## YOUR TASK
Write out the passage of the provided text on evangelicals and global warming word for word, beginning at "Global warming. No" and ending after "what the situation.".

## PROVIDED TEXT

Global warming. No good Christian believes in it. I mean, how could they? That would require rubbing shoulders with some shady characters - liberals, environmentalists, tree-huggers, pagans, scientists, and Al Gore. And since we know none of those people are Christians, they must have an ungodly agenda and nothing noteworthy to say. As I allude to in my post about Christians and Republicans, there is an unwritten rule on whom we associate with, and who we don’t, no matter what the situation.
The second reason we don’t believe in global warming is an inherent distrust with the field of science. Science, by its very nature, requires a natural explanation for the world we live in. Things that cannot be explained via hands-on experimentation, or more specifically, the scientific method, are pretty much dismissed. This, of course, is of great concern to those who believe the world is under the control of a Higher Power.
The third reason conservatives struggle with global warming, I believe, is a very strict, and possibly misguided, understanding of our mandate in this world, or at least in American culture. We believe we have a mandate to make our nation Christian again, and to do that requires a set of cultural behaviors to be eliminated or reversed. Issues that do not fall inside this set of mandates are met with suspicion.
A perfect example of this type of thinking is what happened recently within the National Association of Evangelicals, the loosely organized umbrella group for evangelical organizations in the country. 24 prominent evangelicals recently sent a letter to the NEA asking for the resignation of Richard Cizik, the vice president for governmental affairs for the NEA. The letter claims, in part, "Cizik and others are using the global warming controversy to shift the emphasis away from the great moral issues of our time. In their place has come a preoccupation with climate concerns that extend beyond the NAE's mandate and its own statement of purpose."
Notice how the letter paints concern and work in the area of global warming as mutually exclusive with current evangelical initiatives. The unstated implication in the letter, then, is that evangelicals can only be involved in a limited number of issues. And those issues must fall within the narrow scope of traditional evangelical endeavors, otherwise they have no merit.
Now, it’s not as if we’ve used up all the resources available to us evangelicals and conservatives. From where I sit, I don’t see every church-going person being totally tapped out in their efforts to advance God’s kingdom and mandates in our culture. My point being, it’s not an either/or proposition. If God has placed a large burden for the preservation of the environment on the hearts of some Christians (and I would suggest we should all feel that burden to some extent), then we should thank God for their desire to follow through with God’s leading.
Not only that, it seems to me that Cizik’s actions fall completely in line with part of the NEA mandate. I quote from their web page: “We pledge our cooperation to any responsible effort to solve critical environmental problems, and our willingness to support all proven solutions developed by competent authorities. We call upon our constituency to do the same, even at the cost of personal discomfort or inconvenience” However, the mandate also mentions, “…some groups and organizations have reacted with a zeal that has not always been according to knowledge…” The implication here is very clear – evangelical leaders simply do not believe the data currently being postulated by the scientific establishment and reported by the mainstream media.

Dataset entries
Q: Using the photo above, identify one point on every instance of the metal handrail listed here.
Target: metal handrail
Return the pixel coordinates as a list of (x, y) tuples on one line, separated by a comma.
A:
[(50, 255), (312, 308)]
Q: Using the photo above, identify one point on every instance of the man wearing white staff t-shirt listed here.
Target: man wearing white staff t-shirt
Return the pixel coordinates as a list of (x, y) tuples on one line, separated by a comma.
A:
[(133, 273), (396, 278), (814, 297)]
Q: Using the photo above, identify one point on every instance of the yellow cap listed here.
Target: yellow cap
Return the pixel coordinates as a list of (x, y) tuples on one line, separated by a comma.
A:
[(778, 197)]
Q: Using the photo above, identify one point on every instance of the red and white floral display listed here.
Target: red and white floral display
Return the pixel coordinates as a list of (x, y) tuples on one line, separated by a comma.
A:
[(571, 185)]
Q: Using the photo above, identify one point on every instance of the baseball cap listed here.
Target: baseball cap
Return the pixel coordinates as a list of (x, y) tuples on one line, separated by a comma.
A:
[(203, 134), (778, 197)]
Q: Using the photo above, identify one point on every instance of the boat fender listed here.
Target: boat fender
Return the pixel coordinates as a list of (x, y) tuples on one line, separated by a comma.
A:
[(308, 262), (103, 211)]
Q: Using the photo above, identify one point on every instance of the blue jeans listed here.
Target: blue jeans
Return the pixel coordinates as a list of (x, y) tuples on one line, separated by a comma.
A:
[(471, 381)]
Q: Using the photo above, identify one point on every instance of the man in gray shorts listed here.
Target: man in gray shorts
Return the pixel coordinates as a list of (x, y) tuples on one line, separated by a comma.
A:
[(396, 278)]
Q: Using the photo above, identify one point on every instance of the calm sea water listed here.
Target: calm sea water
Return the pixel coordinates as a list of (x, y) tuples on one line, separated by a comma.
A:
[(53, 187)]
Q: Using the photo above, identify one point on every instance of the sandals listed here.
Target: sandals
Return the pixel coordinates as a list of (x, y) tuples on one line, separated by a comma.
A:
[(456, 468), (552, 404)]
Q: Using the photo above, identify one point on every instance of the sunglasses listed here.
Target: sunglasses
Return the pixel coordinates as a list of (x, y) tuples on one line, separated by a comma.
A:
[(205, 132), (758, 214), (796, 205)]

## ANSWER SPACE
Global warming. No good Christian believes in it. I mean, how could they? That would require rubbing shoulders with some shady characters - liberals, environmentalists, tree-huggers, pagans, scientists, and Al Gore. And since we know none of those people are Christians, they must have an ungodly agenda and nothing noteworthy to say. As I allude to in my post about Christians and Republicans, there is an unwritten rule on whom we associate with, and who we don’t, no matter what the situation.